Only a number is wanted here: the count of lines in the entries below that include the word "bare".

== AVAILABLE DATA

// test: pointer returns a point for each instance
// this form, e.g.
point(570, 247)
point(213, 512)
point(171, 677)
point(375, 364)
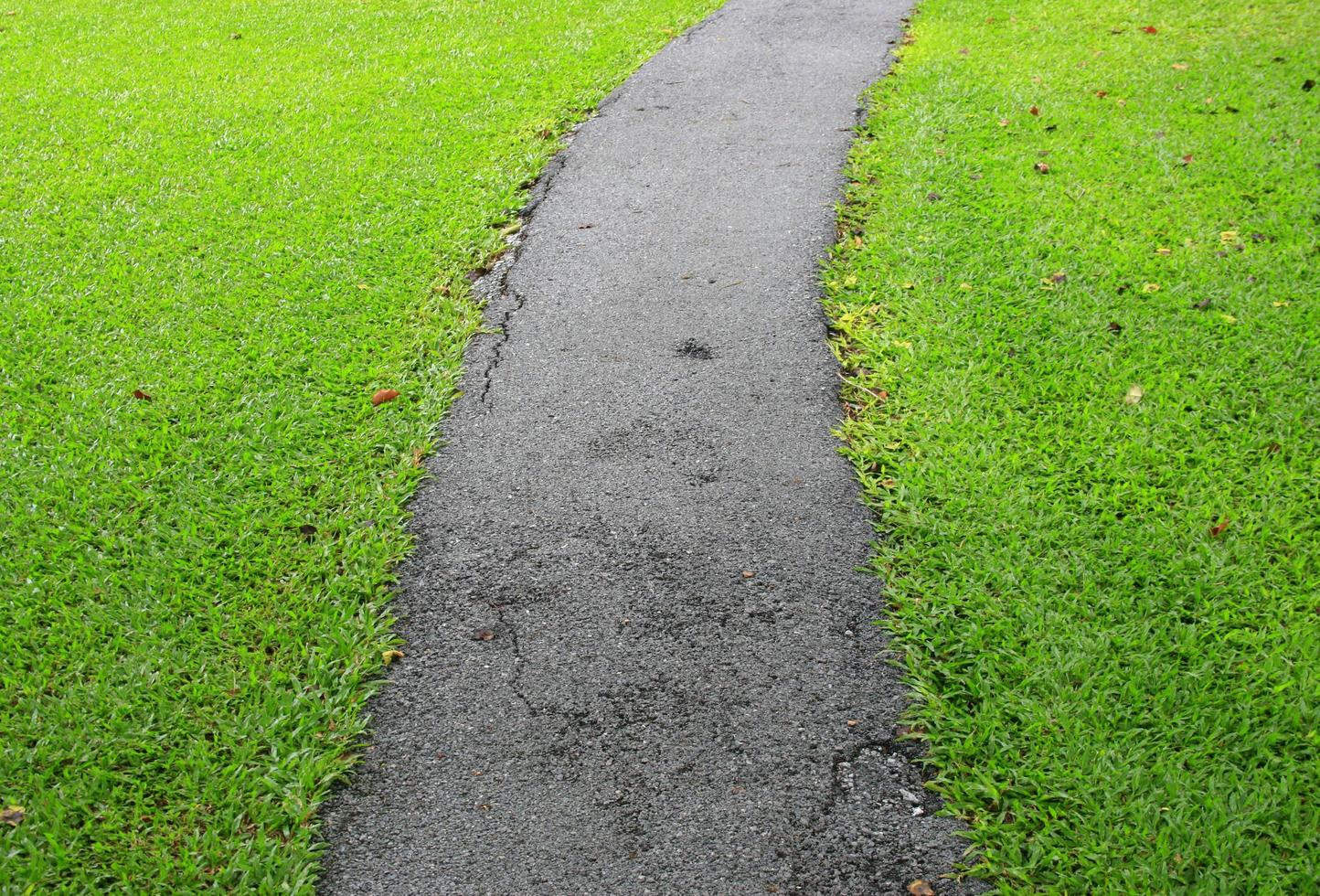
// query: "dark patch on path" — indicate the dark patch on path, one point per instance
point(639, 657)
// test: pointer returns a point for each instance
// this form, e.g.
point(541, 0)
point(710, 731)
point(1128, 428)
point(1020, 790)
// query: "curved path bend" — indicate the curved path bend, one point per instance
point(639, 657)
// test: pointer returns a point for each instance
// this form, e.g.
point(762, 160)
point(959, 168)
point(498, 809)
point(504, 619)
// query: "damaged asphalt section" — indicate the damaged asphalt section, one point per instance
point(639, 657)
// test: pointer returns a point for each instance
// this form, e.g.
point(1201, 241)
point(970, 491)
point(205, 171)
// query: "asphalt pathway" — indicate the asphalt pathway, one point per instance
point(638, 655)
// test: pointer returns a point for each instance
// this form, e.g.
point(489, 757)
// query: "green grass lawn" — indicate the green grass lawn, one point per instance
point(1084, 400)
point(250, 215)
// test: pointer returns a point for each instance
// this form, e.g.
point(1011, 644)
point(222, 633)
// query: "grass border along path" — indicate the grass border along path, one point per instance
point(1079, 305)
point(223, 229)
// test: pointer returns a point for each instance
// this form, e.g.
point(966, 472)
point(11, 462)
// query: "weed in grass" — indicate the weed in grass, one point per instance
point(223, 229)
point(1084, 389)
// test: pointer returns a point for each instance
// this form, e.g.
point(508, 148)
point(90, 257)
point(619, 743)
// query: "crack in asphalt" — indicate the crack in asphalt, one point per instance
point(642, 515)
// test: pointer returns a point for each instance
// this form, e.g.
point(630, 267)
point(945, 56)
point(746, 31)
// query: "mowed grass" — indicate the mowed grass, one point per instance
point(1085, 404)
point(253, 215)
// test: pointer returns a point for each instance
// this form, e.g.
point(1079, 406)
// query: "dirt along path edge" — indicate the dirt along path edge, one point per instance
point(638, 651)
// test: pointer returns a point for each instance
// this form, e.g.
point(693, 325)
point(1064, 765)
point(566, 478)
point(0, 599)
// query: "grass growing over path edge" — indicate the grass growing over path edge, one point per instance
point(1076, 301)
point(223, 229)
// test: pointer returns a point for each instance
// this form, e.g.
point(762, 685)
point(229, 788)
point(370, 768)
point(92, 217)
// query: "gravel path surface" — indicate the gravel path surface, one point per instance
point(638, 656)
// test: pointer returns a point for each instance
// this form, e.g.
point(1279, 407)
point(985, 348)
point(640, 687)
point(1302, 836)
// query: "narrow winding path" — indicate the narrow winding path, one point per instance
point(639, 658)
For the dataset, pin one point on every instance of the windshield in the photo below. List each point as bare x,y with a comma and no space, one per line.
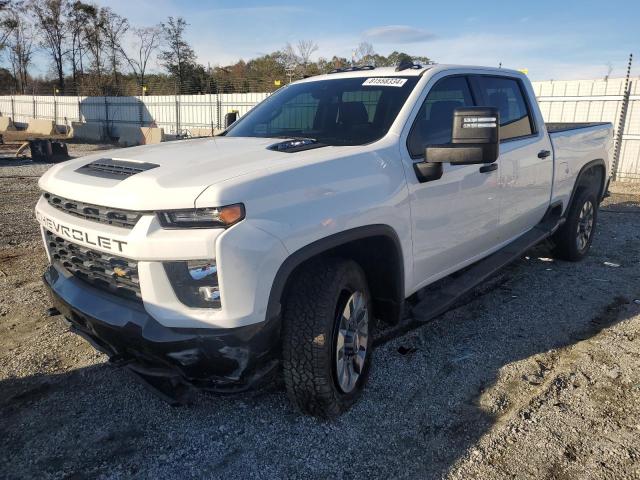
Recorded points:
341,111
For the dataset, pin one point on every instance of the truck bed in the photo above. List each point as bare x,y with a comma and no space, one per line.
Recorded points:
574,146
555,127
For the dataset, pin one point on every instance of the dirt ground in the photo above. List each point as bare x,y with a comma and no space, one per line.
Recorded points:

====

◆ **ANSWER TO THE EXERCISE**
3